**What is needed:** If a line in the data below contains "glass", copy it.

:::

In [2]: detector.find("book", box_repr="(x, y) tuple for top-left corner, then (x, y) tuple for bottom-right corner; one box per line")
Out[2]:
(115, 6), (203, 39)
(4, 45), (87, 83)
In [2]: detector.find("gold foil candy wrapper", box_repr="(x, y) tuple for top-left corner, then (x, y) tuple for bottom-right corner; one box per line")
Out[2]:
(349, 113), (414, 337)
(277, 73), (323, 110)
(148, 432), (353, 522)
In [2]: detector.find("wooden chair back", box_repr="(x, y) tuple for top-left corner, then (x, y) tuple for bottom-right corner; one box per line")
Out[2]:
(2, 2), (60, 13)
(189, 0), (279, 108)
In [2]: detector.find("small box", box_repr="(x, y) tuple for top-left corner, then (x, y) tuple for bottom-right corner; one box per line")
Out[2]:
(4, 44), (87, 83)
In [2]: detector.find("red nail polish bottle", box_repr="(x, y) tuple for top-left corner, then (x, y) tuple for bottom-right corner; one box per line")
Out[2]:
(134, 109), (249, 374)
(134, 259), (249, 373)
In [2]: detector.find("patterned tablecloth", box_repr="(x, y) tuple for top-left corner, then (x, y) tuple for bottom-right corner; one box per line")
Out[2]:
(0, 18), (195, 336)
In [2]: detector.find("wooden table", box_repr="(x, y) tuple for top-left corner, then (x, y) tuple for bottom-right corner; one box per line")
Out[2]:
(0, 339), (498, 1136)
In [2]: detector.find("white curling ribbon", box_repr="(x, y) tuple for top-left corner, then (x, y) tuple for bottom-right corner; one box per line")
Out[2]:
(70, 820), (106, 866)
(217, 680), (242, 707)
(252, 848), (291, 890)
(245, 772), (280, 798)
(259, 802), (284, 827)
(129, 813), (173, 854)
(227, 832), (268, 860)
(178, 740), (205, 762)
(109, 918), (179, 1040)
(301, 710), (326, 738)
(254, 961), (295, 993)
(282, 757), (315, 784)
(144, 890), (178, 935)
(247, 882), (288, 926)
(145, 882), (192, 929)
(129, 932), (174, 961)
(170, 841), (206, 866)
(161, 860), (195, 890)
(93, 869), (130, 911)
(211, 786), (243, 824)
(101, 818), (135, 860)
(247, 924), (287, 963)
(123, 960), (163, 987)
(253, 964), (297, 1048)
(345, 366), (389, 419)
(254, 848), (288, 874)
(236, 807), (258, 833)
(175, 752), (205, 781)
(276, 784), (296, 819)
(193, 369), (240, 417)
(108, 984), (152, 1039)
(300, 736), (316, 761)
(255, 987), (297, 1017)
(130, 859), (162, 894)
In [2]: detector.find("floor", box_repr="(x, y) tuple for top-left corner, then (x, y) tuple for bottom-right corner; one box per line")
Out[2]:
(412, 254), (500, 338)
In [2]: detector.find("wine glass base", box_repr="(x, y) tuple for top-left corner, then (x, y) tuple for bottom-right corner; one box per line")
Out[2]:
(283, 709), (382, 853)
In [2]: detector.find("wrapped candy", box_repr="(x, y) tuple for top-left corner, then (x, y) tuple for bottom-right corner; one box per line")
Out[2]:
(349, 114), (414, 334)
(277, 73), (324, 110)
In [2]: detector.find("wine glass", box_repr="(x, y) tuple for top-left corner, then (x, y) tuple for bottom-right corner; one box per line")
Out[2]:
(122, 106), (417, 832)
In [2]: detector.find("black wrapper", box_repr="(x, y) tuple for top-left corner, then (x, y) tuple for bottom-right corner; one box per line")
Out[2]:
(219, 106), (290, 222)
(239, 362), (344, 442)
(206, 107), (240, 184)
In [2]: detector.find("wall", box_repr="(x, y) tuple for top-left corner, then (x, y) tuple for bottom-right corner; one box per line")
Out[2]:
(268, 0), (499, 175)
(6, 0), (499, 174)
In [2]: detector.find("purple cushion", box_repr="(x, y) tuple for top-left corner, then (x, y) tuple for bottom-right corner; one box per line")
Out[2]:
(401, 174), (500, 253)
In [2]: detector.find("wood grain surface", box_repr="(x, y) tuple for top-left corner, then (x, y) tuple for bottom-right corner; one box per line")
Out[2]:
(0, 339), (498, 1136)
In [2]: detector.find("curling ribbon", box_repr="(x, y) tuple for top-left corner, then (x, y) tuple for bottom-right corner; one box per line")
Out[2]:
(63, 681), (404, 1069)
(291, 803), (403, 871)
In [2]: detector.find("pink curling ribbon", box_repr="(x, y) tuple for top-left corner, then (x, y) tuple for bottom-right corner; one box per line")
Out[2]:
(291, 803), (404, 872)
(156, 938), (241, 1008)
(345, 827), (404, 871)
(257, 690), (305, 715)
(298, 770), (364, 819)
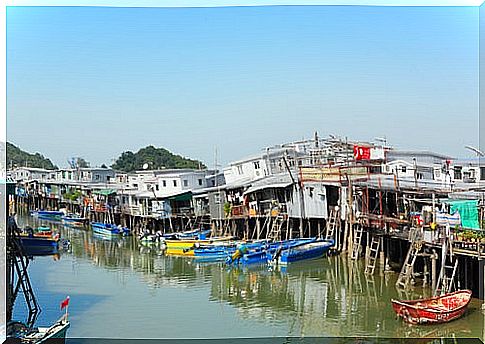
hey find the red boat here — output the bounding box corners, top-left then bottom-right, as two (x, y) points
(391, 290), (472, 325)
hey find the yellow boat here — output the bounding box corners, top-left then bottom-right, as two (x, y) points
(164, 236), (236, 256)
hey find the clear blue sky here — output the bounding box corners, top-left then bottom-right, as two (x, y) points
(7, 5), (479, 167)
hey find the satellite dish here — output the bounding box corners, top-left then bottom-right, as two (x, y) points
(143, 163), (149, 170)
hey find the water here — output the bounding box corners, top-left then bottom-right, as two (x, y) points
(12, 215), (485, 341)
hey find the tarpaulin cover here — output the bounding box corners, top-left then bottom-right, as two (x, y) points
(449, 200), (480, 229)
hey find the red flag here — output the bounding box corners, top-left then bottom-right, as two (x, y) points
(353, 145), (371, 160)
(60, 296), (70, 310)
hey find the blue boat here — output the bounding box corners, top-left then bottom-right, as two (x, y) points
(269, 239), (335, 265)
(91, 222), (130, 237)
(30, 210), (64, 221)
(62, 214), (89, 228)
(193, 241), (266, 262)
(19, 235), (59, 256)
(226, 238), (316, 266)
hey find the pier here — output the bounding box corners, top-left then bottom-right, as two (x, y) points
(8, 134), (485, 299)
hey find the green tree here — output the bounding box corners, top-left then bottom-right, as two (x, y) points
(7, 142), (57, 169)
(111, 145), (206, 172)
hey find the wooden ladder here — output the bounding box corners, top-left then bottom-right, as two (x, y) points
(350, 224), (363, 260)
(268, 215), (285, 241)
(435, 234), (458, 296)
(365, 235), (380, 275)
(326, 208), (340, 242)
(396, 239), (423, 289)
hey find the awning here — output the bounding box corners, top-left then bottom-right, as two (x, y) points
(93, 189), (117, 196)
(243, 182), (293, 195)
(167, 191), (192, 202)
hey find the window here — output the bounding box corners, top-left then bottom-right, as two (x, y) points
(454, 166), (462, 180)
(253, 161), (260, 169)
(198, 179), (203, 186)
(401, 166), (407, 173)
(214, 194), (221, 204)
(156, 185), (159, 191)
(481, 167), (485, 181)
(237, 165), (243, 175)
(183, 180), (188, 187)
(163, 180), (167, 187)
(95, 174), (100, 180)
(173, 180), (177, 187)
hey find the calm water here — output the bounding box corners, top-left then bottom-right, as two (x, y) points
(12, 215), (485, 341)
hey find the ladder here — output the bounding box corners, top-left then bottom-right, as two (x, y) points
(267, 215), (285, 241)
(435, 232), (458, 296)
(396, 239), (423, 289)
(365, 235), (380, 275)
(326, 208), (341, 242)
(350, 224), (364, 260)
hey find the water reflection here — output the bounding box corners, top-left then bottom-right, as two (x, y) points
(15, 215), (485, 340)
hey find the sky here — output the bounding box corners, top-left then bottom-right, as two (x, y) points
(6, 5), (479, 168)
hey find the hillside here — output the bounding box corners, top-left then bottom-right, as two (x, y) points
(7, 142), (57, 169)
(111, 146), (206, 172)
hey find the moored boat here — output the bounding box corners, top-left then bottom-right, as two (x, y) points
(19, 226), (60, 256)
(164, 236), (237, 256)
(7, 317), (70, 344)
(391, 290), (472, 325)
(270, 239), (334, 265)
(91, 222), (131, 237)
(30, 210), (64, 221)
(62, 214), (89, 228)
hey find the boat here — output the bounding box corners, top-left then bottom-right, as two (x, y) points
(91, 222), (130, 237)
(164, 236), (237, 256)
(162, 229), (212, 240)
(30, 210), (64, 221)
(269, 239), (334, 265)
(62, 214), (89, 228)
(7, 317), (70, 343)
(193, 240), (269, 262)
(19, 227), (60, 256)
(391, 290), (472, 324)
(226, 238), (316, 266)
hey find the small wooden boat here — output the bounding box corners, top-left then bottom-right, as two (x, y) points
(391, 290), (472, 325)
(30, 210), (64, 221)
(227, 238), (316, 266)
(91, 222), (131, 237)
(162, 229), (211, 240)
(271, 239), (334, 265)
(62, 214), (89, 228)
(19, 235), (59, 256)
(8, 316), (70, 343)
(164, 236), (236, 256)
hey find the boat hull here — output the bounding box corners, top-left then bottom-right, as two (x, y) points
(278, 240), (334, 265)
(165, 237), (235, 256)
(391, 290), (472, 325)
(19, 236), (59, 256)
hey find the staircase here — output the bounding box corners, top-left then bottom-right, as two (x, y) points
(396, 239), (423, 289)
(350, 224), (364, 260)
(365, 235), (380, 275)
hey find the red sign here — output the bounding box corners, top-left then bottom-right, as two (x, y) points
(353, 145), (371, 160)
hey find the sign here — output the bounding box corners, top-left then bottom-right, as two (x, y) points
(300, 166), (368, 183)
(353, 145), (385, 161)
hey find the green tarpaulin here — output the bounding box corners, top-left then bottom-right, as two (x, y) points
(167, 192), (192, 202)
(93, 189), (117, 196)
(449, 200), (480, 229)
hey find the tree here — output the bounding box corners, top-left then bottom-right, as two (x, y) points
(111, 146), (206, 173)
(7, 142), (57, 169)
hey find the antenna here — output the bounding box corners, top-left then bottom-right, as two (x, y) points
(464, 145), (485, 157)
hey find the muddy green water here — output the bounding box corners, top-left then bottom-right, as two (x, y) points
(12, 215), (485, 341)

:::

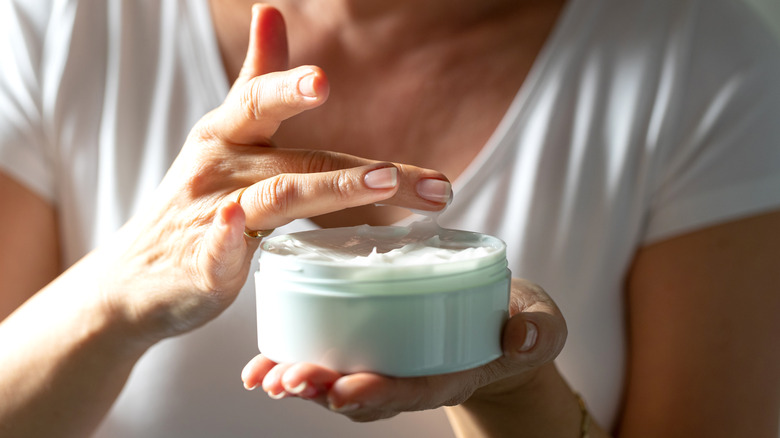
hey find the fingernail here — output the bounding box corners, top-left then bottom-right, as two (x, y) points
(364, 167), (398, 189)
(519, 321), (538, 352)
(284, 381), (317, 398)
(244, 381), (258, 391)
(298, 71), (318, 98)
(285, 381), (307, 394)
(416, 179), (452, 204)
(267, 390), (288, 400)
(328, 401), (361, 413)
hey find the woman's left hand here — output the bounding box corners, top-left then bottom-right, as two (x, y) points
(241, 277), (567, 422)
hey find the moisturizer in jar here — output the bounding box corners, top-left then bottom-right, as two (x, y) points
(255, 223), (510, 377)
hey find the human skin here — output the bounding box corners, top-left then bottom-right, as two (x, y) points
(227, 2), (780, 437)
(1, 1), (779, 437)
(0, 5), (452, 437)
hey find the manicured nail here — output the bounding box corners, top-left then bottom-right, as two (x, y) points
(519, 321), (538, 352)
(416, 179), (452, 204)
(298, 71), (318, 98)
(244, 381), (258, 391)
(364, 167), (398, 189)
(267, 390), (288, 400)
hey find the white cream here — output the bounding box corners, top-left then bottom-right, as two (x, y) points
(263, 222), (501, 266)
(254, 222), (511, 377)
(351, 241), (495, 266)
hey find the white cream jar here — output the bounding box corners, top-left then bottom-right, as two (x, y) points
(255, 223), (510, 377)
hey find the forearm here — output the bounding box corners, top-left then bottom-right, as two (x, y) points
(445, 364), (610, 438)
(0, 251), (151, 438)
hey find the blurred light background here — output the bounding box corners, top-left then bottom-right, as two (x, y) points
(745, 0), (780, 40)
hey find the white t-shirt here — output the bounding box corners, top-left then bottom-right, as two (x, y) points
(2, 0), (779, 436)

:::

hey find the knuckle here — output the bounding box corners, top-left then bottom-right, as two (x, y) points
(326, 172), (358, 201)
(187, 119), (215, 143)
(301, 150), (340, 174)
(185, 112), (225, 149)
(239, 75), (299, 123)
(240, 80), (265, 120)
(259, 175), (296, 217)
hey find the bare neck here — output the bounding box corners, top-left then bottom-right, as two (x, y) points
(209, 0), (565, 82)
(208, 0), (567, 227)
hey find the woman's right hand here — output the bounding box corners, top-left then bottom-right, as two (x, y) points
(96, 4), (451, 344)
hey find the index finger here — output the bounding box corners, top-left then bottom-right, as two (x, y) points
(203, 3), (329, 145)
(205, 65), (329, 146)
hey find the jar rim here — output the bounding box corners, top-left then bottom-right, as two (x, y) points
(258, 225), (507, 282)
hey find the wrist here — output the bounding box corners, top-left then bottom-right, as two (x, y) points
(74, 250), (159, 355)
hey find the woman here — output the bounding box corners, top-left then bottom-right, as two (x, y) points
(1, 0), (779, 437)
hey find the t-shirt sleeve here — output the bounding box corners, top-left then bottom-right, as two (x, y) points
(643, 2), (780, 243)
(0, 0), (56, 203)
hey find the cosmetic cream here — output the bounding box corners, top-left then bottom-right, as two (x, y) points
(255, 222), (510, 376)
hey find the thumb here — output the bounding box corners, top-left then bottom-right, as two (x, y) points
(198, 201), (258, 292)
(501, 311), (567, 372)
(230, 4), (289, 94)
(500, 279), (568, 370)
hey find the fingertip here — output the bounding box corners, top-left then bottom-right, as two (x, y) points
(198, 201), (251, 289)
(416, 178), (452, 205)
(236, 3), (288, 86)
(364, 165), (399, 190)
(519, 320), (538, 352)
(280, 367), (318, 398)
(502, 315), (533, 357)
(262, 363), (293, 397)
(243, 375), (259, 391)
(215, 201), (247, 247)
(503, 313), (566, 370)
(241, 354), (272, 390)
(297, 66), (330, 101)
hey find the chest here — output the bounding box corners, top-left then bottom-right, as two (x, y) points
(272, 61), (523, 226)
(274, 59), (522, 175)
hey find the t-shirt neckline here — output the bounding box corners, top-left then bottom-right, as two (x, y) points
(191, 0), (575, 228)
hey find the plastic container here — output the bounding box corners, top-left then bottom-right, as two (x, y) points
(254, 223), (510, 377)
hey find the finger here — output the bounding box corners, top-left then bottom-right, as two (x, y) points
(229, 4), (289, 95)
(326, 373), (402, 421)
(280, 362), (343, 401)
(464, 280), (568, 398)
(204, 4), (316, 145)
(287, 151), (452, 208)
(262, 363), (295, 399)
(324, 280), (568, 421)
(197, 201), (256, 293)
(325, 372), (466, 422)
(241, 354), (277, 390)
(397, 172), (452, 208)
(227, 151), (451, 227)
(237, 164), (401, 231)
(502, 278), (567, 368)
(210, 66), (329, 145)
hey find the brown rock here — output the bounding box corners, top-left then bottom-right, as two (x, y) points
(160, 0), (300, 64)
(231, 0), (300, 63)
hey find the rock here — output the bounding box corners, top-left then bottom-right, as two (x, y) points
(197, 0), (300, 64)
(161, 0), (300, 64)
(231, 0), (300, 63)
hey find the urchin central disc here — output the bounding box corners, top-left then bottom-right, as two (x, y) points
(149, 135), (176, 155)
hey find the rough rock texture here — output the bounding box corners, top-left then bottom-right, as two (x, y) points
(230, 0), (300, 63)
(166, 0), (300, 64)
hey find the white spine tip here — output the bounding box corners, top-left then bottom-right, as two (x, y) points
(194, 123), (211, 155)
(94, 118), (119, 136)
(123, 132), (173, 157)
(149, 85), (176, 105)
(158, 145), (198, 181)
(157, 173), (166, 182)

:::

**Solution to the exercise:**
In [2]: detector.find("wine glass base", box_repr="(x, y) tuple for top-left corner, then (x, y) tuple for bottom-right corner; one box per line")
In [2]: detector.find("wine glass", box_repr="(x, y) tuple for top-left corner, then (x, y) tuple for bottom-right corner; one box per line")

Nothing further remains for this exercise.